## [Material]

>>>

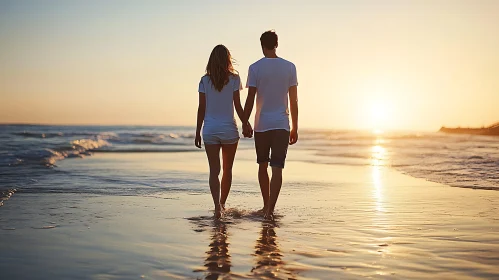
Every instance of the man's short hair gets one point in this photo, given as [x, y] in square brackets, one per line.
[269, 40]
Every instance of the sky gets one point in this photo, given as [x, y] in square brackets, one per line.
[373, 64]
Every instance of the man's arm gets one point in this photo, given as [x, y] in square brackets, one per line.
[248, 106]
[293, 104]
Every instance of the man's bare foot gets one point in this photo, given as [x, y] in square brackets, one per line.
[262, 211]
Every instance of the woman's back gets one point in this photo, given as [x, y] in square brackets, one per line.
[219, 115]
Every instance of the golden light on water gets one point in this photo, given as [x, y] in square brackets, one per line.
[378, 158]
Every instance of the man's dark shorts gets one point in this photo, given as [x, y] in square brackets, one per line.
[272, 146]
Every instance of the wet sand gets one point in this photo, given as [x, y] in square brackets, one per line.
[334, 222]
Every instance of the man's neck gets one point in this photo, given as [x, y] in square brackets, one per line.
[270, 54]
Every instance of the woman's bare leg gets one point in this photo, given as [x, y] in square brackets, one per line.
[228, 155]
[213, 154]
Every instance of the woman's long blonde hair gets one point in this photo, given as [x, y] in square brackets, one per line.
[220, 67]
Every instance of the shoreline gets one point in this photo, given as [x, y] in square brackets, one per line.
[334, 221]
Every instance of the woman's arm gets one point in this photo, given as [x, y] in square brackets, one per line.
[201, 112]
[247, 130]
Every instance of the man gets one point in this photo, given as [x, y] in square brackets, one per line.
[272, 79]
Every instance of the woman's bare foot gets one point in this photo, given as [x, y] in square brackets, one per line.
[218, 212]
[269, 216]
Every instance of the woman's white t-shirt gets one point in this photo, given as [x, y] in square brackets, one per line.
[219, 114]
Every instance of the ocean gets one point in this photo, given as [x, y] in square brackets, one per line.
[30, 154]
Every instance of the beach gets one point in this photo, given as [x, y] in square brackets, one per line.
[333, 222]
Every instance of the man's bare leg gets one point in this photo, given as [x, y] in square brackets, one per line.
[275, 189]
[263, 179]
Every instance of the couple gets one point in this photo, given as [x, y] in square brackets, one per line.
[271, 79]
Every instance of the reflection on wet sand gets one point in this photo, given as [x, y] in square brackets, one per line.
[269, 263]
[218, 260]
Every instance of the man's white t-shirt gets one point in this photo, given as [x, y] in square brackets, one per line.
[219, 114]
[272, 78]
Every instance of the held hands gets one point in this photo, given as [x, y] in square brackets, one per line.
[247, 130]
[293, 136]
[197, 140]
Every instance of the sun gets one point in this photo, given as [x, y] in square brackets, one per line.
[379, 113]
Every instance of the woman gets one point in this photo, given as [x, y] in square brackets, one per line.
[218, 95]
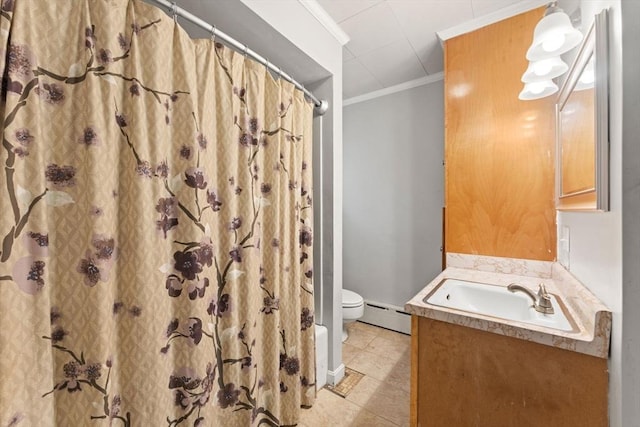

<<<

## [Job]
Please find each line in the items above that contains the word "shirt" and copy those lines out.

## [Solved problem]
Every instance of the woman's white t-shirt gets one point in this photo, given as [x, y] in square brackets, one per line.
Every instance of the man's white t-shirt gets one point in this photo, given as [x, y] in square brackets, one per line.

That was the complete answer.